REQUIRED WORK: What lines of the material below hold the string "exact"? Copy them out.

(DATA SHOWN Opens)

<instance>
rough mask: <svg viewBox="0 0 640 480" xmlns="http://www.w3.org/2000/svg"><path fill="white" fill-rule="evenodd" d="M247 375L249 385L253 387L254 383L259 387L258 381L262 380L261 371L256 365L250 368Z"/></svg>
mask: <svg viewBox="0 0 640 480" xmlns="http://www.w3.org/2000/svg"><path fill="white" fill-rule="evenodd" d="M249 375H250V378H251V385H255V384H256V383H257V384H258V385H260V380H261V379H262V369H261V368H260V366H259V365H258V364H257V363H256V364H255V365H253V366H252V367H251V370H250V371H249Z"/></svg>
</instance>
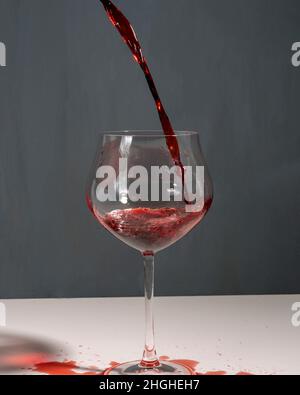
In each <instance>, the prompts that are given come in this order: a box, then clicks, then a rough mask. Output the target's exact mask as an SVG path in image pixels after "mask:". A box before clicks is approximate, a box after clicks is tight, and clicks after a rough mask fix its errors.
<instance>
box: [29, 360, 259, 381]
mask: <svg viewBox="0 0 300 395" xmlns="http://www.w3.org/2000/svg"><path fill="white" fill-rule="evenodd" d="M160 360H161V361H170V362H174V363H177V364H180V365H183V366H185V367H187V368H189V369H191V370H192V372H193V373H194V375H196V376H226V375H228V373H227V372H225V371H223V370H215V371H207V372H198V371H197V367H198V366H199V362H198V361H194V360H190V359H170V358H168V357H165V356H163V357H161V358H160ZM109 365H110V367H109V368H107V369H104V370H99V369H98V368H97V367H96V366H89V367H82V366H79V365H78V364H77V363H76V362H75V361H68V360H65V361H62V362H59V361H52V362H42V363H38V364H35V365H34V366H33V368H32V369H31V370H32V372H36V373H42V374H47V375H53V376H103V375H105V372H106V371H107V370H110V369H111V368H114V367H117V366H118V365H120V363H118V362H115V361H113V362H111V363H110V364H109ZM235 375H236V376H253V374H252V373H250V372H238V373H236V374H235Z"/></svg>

(DATA SHOWN Closes)
(DATA SHOWN Opens)

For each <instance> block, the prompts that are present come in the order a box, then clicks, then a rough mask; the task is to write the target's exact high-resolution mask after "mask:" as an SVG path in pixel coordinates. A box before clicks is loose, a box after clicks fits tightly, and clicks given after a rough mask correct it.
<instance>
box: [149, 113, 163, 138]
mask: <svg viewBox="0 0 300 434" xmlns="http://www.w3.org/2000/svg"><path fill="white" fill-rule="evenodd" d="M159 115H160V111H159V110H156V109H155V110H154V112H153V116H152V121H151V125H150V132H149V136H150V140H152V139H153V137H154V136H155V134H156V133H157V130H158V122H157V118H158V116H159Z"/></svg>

(DATA SHOWN Closes)
(DATA SHOWN Opens)

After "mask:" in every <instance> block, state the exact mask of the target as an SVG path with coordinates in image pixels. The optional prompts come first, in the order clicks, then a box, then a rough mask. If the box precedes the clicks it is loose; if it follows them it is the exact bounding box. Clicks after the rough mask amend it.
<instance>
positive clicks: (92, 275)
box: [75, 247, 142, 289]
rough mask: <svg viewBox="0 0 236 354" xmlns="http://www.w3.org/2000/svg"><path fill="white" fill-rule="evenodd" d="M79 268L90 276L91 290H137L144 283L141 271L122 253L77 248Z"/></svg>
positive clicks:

(DATA SHOWN Closes)

EXERCISE RESULT:
In each <instance>, the prompts that are given come in this order: a box, then clicks, then a rough mask. Output the target's exact mask as an SVG path in image pixels after "mask:". A box before clicks is approximate, a box after clicks is tight, and clicks after a rough mask fix its errors.
For each <instance> block, the prompts that are present come in the order a box, then clicks, then a rough mask; the task is to write the target's exact high-resolution mask after "mask:" as an SVG path in pixel coordinates. A box before clicks is loose, a box after clicks fits tightly, and clicks given after a rough mask correct it.
After "mask:" in every <instance> block, state the exact mask of the target as an SVG path with coordinates in image pixels. The optional prompts come first, in the order clicks, then a box, then a rough mask. If the box precedes the clicks it is loose; if it follows them it is the exact bounding box. Clicks after the rough mask amend it.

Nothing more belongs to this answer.